■ **EXCERPT TO READ**:
Search on for humpback whale entangled in debris off Hawaii

A marine mammal rescue team is searching for an adult humpback whale that's entangled in debris off the coast of Hawaii

ByThe Associated Press
January 21, 2022, 3:32 PM
This Jan. 18, 2022 photo provided by the National Oceanic and Atmospheric Administration shows heavy-gauge line removed from a humpback whale in Lihue, Hawaii . A marine mammal rescue team is looking for an adult humpback whale entangled in debris of
This Jan. 18, 2022 photo provided by the National Oceanic and Atmospheric Administration shows heavy-gauge line removed from a humpback whale in Lihue, Hawaii . A marine mammal rescue team is looking for an adult humpback whale entangled in debris off the coast of Hawaii. (Jamie Thomton/NOAA Fisheries via AP)
The Associated Press

POIPU, Hawaii -- A marine mammal rescue team is looking for an adult humpback whale entangled in debris off the coast of Hawaii.

First responders removed about 2,000 feet (600 meters) of heavy-gauge line from the animal over the weekend when it was off the island of Kauai, The Garden Island newspaper reported. Authorities detached most of the gear but weren't able to get all of it off before the whale moved on.

Officials plan to try to find the whale and clear more line from it as conditions permit. They will study the removed gear to try to determine what it is and where it came from.

Large whales can become entangled in active or abandoned fishing gear or other ropes and lines in the ocean. The drag from debris can cause whales to use more energy to swim. It can also make it harder for them to feed, potentially leading to starvation. The debris can also injure the animals and trigger infections.

The entangled whale was emaciated, light-colored and rough-skinned, the National Oceanic and Atmospheric Administration said. It had patches of rust-colored whale lice, indicating it was distressed.

■ **DATA SHOWN**:

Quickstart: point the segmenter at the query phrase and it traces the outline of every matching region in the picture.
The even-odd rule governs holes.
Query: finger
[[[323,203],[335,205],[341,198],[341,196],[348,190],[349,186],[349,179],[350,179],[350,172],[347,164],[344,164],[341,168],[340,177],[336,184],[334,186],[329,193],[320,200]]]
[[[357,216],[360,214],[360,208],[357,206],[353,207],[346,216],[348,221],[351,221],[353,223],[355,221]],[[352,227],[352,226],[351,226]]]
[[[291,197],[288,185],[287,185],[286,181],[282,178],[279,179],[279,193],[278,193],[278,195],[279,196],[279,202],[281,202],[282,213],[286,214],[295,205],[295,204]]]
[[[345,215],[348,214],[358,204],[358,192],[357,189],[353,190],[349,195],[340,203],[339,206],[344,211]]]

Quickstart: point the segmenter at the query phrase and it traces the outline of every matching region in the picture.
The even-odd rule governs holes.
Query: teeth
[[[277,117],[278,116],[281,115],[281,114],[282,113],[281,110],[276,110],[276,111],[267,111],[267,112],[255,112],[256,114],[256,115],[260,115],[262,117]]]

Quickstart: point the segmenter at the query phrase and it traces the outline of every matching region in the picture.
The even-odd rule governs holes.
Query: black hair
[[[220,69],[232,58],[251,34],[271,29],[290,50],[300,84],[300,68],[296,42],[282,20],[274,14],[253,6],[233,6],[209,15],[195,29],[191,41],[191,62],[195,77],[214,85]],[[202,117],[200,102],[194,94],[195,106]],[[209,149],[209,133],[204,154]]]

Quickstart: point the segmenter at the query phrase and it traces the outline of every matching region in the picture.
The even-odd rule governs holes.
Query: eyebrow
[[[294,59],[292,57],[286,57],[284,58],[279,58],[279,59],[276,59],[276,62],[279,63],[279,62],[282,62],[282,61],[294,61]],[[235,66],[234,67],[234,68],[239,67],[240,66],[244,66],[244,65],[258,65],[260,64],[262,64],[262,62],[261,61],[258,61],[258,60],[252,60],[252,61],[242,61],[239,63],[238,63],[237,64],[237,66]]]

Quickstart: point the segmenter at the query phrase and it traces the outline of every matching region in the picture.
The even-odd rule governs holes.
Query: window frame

■ **APPLY WHAT YOU READ**:
**A)** Copy the part of the whale article between "ByThe Associated Press" and "Fisheries via AP)", inclusive.
**B)** Based on the whale article, answer yes or no to each statement and quote the words that decide it: (i) the first responders removed all of the gear from the whale; (ii) officials will study the removed gear to find out where it came from; (iii) the entangled whale had patches of whale lice.

■ **SOLUTION SET**:
**A)**
ByThe Associated Press
January 21, 2022, 3:32 PM
This Jan. 18, 2022 photo provided by the National Oceanic and Atmospheric Administration shows heavy-gauge line removed from a humpback whale in Lihue, Hawaii . A marine mammal rescue team is looking for an adult humpback whale entangled in debris of
This Jan. 18, 2022 photo provided by the National Oceanic and Atmospheric Administration shows heavy-gauge line removed from a humpback whale in Lihue, Hawaii . A marine mammal rescue team is looking for an adult humpback whale entangled in debris off the coast of Hawaii. (Jamie Thomton/NOAA Fisheries via AP)

**B)**
(i) No: "Authorities detached most of the gear but weren't able to get all of it off before the whale moved on."
(ii) Yes: "They will study the removed gear to try to determine what it is and where it came from."
(iii) Yes: "It had patches of rust-colored whale lice, indicating it was distressed."